Collected data:
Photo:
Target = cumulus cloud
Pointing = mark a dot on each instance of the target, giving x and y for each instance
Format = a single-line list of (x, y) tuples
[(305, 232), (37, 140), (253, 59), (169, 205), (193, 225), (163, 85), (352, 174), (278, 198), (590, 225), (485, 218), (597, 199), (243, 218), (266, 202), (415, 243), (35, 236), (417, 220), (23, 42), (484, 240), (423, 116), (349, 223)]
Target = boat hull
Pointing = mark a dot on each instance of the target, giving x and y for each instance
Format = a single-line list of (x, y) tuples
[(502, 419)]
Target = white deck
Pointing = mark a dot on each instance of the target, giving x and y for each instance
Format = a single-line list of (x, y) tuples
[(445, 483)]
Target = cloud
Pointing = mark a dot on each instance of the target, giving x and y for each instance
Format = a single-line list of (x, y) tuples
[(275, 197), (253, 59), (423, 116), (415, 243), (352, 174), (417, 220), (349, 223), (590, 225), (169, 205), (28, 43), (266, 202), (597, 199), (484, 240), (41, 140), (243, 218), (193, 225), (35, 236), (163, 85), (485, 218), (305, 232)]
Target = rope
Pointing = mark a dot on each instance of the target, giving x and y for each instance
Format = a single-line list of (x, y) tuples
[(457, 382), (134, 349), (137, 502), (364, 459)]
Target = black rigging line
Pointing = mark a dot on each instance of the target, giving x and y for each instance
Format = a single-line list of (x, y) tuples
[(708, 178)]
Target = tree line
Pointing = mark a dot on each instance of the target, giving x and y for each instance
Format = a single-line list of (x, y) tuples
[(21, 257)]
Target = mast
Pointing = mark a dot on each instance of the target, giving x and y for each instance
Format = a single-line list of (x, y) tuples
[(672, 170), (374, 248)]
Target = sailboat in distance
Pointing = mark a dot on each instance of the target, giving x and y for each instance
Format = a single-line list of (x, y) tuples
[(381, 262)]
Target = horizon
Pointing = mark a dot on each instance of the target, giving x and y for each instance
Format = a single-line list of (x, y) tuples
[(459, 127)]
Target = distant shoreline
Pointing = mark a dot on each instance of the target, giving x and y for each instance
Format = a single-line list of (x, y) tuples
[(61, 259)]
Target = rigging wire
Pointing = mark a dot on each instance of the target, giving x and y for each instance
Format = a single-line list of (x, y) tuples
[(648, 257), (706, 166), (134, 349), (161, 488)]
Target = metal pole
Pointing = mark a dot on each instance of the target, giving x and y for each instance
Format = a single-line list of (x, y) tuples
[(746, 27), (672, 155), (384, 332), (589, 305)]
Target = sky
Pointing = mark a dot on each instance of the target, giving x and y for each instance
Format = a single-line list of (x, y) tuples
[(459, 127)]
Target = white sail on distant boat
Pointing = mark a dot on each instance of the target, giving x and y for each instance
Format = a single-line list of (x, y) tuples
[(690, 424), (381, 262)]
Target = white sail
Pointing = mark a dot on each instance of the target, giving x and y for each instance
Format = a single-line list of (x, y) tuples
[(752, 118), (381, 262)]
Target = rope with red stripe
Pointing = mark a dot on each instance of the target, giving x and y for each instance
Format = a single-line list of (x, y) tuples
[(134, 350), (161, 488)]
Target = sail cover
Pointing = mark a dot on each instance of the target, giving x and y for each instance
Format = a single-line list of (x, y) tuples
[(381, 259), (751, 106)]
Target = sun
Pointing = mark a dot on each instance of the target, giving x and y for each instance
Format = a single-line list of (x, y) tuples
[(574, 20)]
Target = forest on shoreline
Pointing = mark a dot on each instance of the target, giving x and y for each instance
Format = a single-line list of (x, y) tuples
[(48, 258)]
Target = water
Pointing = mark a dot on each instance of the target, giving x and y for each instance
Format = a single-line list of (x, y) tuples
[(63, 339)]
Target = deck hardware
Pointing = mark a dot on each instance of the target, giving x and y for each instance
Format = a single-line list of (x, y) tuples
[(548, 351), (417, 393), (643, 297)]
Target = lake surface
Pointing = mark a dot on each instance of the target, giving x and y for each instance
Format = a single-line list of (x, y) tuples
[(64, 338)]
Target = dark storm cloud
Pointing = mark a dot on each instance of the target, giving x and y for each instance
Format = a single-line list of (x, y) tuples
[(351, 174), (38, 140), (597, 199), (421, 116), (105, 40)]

● DIRECTION
Copy down the material exactly as written.

● EXPECTED ANSWER
Photo:
Target = cumulus cloud
Pointing = mark a dot on each instance of the target, giving x and y for each instance
Format = a single-line list of (x, y) tuples
[(305, 232), (37, 140), (253, 59), (169, 205), (193, 225), (163, 85), (352, 174), (278, 198), (590, 225), (485, 218), (597, 199), (243, 218), (266, 202), (415, 243), (35, 236), (417, 220), (23, 42), (484, 240), (423, 116), (349, 223)]
Target = boat hull
Pointing = mark a dot on each instance of the target, giving x and y for each instance
Format = a single-line list of (x, y) tuples
[(502, 419)]
Target = white deck
Pointing = mark a dot on each instance of the target, giving x and y for each instance
Format = a single-line list of (x, y) tuples
[(445, 483)]
Target = cloud
Pointing = mark a dot on each instance of the target, giving x and y for each instance
Format = a single-line list of (x, y) tuples
[(275, 197), (253, 59), (423, 116), (415, 243), (352, 174), (417, 220), (349, 223), (590, 225), (169, 205), (28, 43), (266, 202), (597, 199), (484, 240), (41, 140), (243, 218), (193, 225), (35, 236), (163, 85), (485, 218), (305, 232)]
Target = rope
Pointing = mark a dot on each instance of the target, giving x and y for each instance
Format = a single-line list of (x, y) tuples
[(457, 382), (134, 349), (137, 502), (364, 459)]
Target = black rigging line
Pointing = mark a dot on each instance of the target, giving x and y for each instance
Format = a single-line list of (x, y) tuples
[(708, 178)]
Target = tree line
Pointing = mark a dot on each instance of the target, giving x and y for each instance
Format = a single-line list of (x, y) tuples
[(21, 257)]
Target = mast
Pointing = mark a dot on each instance of the target, giving x and y for each instance
Format = a single-line list of (x, y) tuples
[(672, 170), (374, 248)]
Target = sailboat in distance
Pointing = mark a dot on each instance of the target, giving x and y for each instance
Format = a single-line list of (x, y) tuples
[(381, 262)]
Target = horizon
Pointing = mark a dot on each instance of the target, giving x and y for each instance
Format = a single-line list of (x, y) tuples
[(459, 127)]
Target = distant shoreline
Pointing = mark a dot on each instance of the target, giving x and y for each instance
Format = a single-line list of (x, y) tuples
[(61, 259)]
Target = rigging wire
Pointing = mark a dot on each instance of the target, giving x and y for each instance
Format = a single-line list of (x, y) tuples
[(648, 257), (706, 166), (134, 349), (161, 488)]
Target = metal pole
Pointing = mark a dot on each instance of the target, giving x and y for each instance
Format = a single-line list of (x, y) tuples
[(746, 27), (672, 155), (384, 332), (589, 305)]
Target = sky
Pointing = mark a dot on each instance of the target, giving x and y for each instance
Format = a single-line list of (x, y) tuples
[(459, 127)]
Target = white sail on distant boat
Pointing = mark a dot on each instance of the target, giving x and y for each instance
Format = a single-line list of (x, y) tuples
[(690, 424), (381, 262)]
Target = white sail
Pointing = mark a dot on each instance of the target, giving x and y for each instance
Format = a single-line list of (x, y) tuples
[(752, 118), (381, 262)]
Target = rope with red stripe
Pointing = mark a dot on each instance of the target, giving x and y for each instance
Format = a single-line list of (x, y) tuples
[(134, 350), (161, 488)]
Target = sail cover
Pointing = mark a dot on each instance of the target, giving x and y for each instance
Format = a single-line list of (x, y) tuples
[(381, 259), (751, 106)]
Target = sun
Pointing = mark a dot on each instance of the target, giving x and y for each instance
Format = a single-line list of (x, y) tuples
[(574, 20)]
Target = forest on shoreline
Pointing = mark a dot on each instance of the target, giving x and y for each instance
Format = a single-line list of (x, y) tuples
[(48, 258)]
Target = water
Pointing = mark a dot on each instance of the target, giving x and y for each instance
Format = a single-line list of (x, y) tuples
[(63, 339)]
Target = deck hardware
Pointing = mark a dot on each instance of the target, giving x and y for each instance
Format = a single-line list of (x, y) tuples
[(548, 351), (417, 393), (643, 297)]
Target = lake surface
Pointing = mark a dot on each instance of the target, giving x and y for each instance
Format = a single-line list of (x, y) tuples
[(64, 338)]
Target = dark storm cloud
Pointing = mark a dot on each instance of the target, giving x and y for each instance
Format = a single-line list of (x, y) tuples
[(351, 174), (38, 140), (597, 199), (421, 116), (105, 40)]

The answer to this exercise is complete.